From the listing, collect all lines containing the word "train".

====== Data provided

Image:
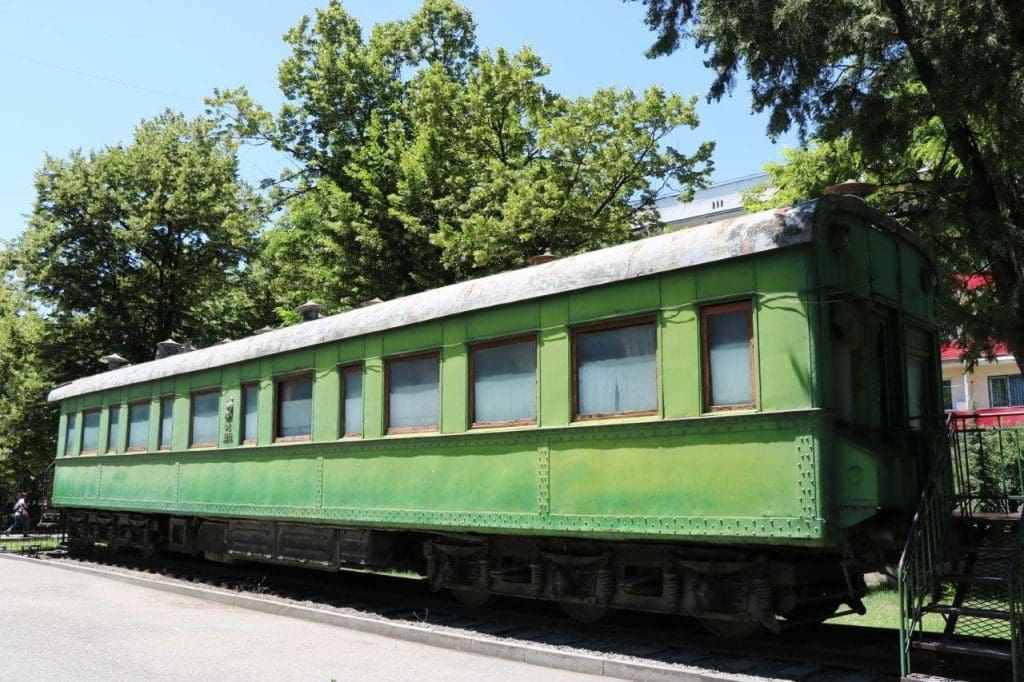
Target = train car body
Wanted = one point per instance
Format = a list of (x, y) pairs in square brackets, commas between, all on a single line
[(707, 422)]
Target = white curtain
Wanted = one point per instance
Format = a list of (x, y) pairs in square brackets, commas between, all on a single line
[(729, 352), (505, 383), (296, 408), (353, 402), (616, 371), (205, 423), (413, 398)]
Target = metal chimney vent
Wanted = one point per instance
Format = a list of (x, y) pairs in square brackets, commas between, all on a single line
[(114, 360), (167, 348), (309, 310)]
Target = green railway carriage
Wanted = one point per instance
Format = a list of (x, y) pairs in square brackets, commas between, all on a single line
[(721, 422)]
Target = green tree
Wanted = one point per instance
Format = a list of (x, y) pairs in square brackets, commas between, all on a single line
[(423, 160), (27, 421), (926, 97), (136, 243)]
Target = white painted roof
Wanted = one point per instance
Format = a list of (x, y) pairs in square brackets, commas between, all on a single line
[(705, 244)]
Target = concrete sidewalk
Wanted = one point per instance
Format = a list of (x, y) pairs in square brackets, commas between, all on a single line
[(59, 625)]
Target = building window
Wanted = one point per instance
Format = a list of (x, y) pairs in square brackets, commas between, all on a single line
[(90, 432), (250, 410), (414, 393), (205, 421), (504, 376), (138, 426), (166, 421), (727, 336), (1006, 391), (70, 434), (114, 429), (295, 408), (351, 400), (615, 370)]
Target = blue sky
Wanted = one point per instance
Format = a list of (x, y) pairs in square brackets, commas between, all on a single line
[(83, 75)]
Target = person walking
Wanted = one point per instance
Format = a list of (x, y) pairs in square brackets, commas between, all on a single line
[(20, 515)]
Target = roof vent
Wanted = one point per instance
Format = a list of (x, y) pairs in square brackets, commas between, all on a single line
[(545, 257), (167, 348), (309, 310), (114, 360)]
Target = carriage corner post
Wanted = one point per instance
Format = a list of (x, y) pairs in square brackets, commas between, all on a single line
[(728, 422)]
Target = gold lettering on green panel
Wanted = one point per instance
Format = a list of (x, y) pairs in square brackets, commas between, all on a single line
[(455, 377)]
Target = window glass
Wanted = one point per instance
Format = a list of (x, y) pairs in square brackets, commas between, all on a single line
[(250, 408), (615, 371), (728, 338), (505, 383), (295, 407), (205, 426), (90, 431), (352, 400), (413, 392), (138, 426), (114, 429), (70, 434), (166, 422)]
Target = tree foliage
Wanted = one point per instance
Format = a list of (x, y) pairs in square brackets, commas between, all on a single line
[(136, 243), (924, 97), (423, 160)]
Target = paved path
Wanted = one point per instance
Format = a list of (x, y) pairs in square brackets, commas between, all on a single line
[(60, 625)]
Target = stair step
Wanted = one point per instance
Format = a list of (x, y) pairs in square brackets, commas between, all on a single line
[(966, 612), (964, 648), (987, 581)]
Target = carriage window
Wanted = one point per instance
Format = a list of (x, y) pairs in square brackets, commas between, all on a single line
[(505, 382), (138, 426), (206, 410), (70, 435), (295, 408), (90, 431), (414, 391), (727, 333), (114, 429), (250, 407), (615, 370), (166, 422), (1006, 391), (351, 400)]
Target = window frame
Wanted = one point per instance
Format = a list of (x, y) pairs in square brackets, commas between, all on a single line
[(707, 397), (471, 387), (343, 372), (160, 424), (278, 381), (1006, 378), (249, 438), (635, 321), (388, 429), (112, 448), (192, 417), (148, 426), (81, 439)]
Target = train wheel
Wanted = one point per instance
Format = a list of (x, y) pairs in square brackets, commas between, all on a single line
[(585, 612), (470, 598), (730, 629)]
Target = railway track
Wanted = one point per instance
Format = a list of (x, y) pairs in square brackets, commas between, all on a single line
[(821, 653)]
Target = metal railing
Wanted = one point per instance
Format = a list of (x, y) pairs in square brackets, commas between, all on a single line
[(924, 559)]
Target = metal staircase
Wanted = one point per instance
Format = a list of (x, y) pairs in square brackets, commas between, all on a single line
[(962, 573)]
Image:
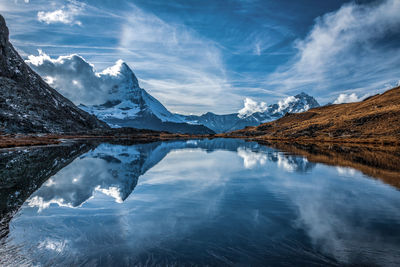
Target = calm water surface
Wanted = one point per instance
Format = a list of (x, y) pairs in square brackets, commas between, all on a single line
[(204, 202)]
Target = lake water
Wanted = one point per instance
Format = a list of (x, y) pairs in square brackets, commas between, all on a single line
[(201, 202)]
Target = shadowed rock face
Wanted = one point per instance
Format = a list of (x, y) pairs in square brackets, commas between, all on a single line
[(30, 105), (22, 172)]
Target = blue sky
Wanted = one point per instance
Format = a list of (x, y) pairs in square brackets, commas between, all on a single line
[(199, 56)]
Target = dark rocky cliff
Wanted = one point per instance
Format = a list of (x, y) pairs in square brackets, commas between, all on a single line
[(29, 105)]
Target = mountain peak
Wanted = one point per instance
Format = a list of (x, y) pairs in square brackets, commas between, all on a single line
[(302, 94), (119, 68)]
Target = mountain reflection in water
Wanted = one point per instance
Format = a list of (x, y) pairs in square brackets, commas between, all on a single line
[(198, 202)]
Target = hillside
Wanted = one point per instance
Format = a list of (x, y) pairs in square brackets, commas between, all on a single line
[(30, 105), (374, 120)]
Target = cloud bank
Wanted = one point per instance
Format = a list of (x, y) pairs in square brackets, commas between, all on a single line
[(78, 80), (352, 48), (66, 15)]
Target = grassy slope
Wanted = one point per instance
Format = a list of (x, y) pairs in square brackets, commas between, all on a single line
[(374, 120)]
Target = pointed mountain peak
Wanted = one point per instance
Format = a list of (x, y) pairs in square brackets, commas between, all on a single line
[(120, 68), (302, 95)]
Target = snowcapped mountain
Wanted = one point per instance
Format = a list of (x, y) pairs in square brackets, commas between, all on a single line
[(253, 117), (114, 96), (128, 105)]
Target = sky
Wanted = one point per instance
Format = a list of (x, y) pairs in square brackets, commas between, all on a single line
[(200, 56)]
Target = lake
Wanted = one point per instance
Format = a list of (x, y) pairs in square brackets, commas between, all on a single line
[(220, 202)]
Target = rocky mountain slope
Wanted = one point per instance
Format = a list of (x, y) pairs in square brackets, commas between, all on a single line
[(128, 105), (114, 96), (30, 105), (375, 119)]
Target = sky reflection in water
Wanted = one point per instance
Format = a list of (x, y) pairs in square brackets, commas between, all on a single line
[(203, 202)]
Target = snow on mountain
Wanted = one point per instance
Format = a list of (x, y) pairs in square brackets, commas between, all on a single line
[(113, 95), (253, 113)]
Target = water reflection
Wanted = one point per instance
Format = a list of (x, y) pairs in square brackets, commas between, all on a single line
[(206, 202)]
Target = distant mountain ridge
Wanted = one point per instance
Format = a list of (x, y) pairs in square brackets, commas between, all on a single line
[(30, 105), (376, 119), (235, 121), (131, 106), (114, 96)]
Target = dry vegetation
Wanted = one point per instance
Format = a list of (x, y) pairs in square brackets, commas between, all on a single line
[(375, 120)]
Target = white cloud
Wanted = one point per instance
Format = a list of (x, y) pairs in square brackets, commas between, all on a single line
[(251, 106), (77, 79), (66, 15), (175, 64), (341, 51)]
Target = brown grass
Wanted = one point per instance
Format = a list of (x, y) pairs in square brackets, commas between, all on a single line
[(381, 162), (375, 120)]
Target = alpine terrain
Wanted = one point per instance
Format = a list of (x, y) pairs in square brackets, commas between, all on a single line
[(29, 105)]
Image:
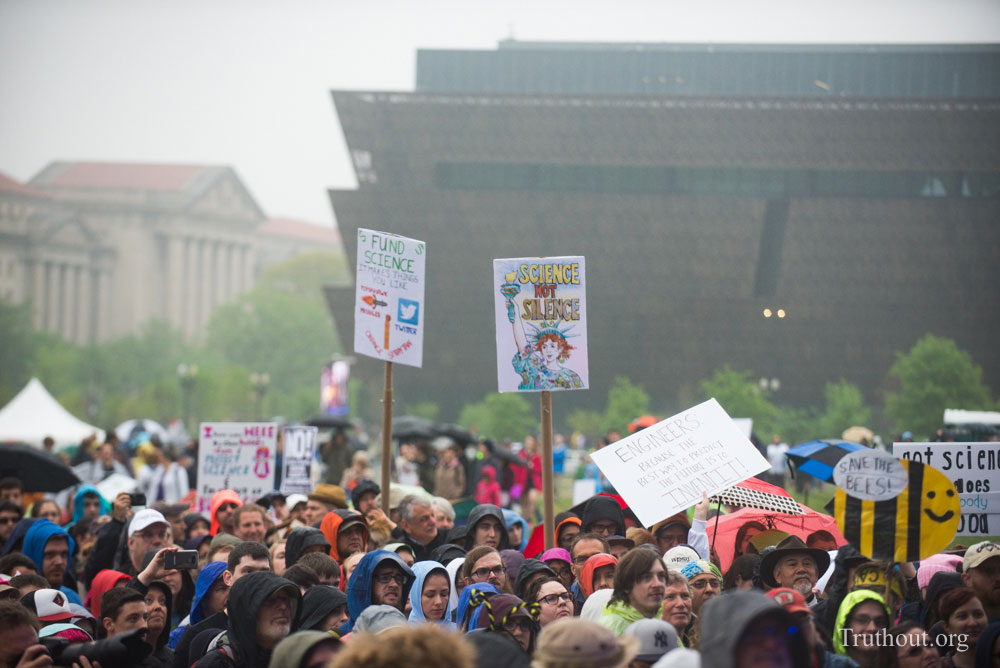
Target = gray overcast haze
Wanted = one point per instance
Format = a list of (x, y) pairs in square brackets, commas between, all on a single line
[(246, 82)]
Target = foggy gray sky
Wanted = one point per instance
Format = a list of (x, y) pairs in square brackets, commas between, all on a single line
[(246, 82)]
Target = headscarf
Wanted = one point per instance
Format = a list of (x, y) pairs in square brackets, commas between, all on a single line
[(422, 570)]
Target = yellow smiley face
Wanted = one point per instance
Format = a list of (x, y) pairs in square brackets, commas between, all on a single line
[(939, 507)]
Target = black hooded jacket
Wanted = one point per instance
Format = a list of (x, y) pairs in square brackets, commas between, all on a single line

============

Task output:
Target = train car body
Target = train wheel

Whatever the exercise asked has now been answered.